Headphone giant Bose has announced it will close every Australian store – along with outlets across the globe.
The shock news was revealed yesterday afternoon, with the high-end headphone and speaker retailer announcing 119 brick-and-mortar stores are set to close globally.
The exact number of Australian stores – and jobs – set to be lost is not yet known.
In a statement, vice president of global sales Colette Burke confirmed the US-based company's retail stores were becoming a thing of the past and said the rise of online shopping had been a major factor.
"Originally, our retail stores gave people a way to experience, test, and talk to us about multi-component, CD and DVD-based home entertainment systems," she said.
"At the time, it was a radical idea, but we focused on what our customers needed, and where they needed it – and we're doing the same thing now.
"It's still difficult, because the decision impacts some of our amazing store teams who make us proud every day.
"They take care of every person who walks through our doors – whether that's helping with a problem, giving expert advice, or just letting someone take a break and listen to great music.

** Entries supplied **
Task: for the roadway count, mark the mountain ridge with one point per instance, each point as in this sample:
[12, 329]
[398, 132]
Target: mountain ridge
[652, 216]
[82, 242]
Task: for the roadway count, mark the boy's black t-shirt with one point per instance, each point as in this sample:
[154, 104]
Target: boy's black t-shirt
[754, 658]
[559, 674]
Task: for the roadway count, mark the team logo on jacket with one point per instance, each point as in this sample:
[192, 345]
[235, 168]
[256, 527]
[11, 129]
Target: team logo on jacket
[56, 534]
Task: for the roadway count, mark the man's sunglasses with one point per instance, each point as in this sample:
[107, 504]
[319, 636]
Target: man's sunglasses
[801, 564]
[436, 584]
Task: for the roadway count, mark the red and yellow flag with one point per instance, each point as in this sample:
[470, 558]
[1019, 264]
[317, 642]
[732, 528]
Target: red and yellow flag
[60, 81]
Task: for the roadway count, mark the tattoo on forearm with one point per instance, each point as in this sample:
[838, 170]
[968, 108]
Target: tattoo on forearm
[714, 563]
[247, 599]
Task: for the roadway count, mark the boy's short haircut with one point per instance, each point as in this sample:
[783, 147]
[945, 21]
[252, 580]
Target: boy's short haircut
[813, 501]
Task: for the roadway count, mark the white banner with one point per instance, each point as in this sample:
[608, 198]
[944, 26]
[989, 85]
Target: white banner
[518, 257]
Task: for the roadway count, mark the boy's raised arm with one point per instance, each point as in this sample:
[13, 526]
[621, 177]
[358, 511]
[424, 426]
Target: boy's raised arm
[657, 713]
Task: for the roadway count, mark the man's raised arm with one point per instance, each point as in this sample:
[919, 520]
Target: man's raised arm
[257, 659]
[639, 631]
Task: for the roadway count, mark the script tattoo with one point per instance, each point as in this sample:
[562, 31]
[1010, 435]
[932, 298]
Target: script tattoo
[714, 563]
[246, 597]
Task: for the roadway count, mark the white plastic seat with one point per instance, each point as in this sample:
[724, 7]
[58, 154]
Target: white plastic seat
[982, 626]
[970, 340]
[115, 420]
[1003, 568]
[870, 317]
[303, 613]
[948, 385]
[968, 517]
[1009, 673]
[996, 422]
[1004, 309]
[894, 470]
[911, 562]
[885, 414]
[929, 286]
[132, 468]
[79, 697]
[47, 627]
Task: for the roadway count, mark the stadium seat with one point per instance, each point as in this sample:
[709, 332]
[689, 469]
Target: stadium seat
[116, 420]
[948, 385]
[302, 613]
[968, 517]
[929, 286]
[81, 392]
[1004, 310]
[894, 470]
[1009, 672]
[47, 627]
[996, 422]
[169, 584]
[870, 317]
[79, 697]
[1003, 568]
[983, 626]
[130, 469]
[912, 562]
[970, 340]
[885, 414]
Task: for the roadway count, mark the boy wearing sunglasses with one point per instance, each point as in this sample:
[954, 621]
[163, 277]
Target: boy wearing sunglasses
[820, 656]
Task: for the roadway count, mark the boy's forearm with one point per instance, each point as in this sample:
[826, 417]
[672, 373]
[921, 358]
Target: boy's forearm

** Assigned task 1 **
In the Bose store closure article, list the ways the store teams are said to take care of every person who walks through the doors.
** Assigned task 2 **
Please reproduce the passage of the Bose store closure article that begins with "The shock news" and ends with "same thing now.".

** Exercise output 1 **
- helping with a problem
- giving expert advice
- letting someone take a break and listen to great music

** Exercise output 2 **
The shock news was revealed yesterday afternoon, with the high-end headphone and speaker retailer announcing 119 brick-and-mortar stores are set to close globally.
The exact number of Australian stores – and jobs – set to be lost is not yet known.
In a statement, vice president of global sales Colette Burke confirmed the US-based company's retail stores were becoming a thing of the past and said the rise of online shopping had been a major factor.
"Originally, our retail stores gave people a way to experience, test, and talk to us about multi-component, CD and DVD-based home entertainment systems," she said.
"At the time, it was a radical idea, but we focused on what our customers needed, and where they needed it – and we're doing the same thing now.